- [What is being asked]: Set the whole listing down again exactly as written.

(Source material)

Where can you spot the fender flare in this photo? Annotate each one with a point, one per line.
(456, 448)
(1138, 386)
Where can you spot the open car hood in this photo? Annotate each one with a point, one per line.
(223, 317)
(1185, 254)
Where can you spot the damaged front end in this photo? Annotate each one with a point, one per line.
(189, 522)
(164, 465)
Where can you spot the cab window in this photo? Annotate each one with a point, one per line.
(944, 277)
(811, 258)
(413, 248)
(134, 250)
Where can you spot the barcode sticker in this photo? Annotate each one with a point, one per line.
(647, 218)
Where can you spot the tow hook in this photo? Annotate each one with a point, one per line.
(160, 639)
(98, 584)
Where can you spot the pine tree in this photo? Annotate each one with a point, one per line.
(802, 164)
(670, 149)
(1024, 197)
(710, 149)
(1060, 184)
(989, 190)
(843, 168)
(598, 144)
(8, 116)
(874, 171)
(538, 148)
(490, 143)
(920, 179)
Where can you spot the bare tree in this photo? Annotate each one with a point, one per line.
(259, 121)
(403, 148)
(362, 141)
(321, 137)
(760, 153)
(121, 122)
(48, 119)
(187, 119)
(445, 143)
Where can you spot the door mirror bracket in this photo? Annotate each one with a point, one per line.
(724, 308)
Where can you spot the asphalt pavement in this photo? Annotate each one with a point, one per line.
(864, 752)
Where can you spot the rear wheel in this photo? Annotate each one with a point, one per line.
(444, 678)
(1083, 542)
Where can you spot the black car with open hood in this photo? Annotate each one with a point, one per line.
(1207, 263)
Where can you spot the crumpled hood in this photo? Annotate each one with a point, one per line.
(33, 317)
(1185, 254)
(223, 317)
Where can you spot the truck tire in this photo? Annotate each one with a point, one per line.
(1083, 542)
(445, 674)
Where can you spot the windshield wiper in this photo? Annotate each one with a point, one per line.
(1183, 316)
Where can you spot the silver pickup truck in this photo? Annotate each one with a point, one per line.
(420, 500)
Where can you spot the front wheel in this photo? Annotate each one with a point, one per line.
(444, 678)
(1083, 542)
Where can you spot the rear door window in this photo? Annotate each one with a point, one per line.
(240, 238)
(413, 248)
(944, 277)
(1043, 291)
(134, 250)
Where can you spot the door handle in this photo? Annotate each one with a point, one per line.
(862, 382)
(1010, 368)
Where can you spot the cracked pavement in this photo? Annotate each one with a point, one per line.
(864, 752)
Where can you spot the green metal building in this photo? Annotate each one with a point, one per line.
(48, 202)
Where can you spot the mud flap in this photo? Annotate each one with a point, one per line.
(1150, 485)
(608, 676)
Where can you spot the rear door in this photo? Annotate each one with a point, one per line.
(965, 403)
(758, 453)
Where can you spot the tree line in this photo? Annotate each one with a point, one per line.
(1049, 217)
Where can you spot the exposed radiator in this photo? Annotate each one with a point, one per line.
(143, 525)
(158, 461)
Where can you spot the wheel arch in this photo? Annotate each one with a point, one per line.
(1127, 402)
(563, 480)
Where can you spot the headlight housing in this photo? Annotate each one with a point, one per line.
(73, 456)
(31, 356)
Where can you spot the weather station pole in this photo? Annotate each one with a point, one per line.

(End Source material)

- [Output]:
Where can you spot the fender flare in this photo? Annotate each one with a point, one per line.
(456, 448)
(1138, 386)
Where can you spot the open car hood in this photo? Annotate each one with a point, one per line.
(223, 317)
(1185, 254)
Where can you spot the damaged front end in this photo? Annotate each one with a point, one per line.
(189, 522)
(164, 465)
Where can you spot the cab window in this photo? Annotate each one with a point, one per line.
(944, 277)
(811, 258)
(413, 248)
(134, 250)
Where can you spot the barcode sticker in this photo? Annotate each one with a point, one per line.
(647, 218)
Where can you spot the tow hook in this photo? Annotate each one with a point, one per line.
(160, 639)
(98, 584)
Where can you spot the pine tree in this photo? Annotate each one with a point, one per line.
(802, 164)
(670, 149)
(1024, 197)
(710, 149)
(1060, 184)
(989, 190)
(843, 168)
(598, 144)
(8, 116)
(874, 171)
(538, 148)
(490, 143)
(920, 179)
Where can you spot the bare tree in this photo? Annotate each one with a point, one per line.
(259, 121)
(403, 148)
(362, 141)
(321, 137)
(760, 153)
(121, 122)
(48, 119)
(187, 119)
(445, 143)
Where can you spot the door mirror bracket in this photo? Annotate each one with a point, one per line.
(724, 308)
Where can you spot the asphalt pavement in this photo? Annotate each one with a point, one per line.
(864, 752)
Where can you spot the rear wheel in this photo? Annotate each one with a point, one per line.
(444, 678)
(1083, 542)
Where can you spot the black car with open hood in this photo? Annotate each one with a point, one per line.
(1207, 263)
Where can you spot the crumpled hood in this photo? Annotate each one with a point, one per line.
(33, 317)
(1185, 254)
(223, 317)
Where can you spot the truck tire in this photo? Annotate each one with a point, one per line.
(1083, 542)
(445, 674)
Where can you spot the windshield wiper in this photo? Annotate each one with a point, one per line.
(1183, 316)
Where can you spot the silver pickup truck in this photo? Annotate each one with a point, one per line.
(420, 500)
Where can you spot the front wheel in this photo? Annotate each one with a point, one per line.
(444, 678)
(1083, 542)
Where can you spot the rear door window in this photo? Annotate each one with a point, one per line.
(240, 238)
(413, 248)
(944, 277)
(1043, 291)
(134, 250)
Where can you spot the door handle in this photo? Annotate each one with a point, one per line.
(862, 382)
(1010, 368)
Where can you spot the cracked pavement in this photo? Annotate each one with a point, one per line.
(864, 752)
Where can you spot the green metal building in this photo? Annotate each one with a point, one per line.
(48, 202)
Where can you spot the mud flap in this photo? Annotate each one with a point, one per line.
(1150, 485)
(608, 676)
Where can you spot the rear door in this photo? Annotate each one with a point, one per line.
(965, 403)
(758, 453)
Where can you spot the tree line in this photo? Annotate each one with a point, one per line.
(1049, 217)
Where can you spot the exposed radiator in this photo? Annotate each one with a point, one per line.
(143, 525)
(158, 461)
Where can you spot the wheel arch in this photo? Annotate each one with a point, one per line.
(1127, 402)
(563, 480)
Where can you spot the headlight housing in this photo? Annotate each one with a point, one per line.
(73, 456)
(31, 356)
Where can you spot the weather station pole in this photo? Annotate each one with a point, one per line.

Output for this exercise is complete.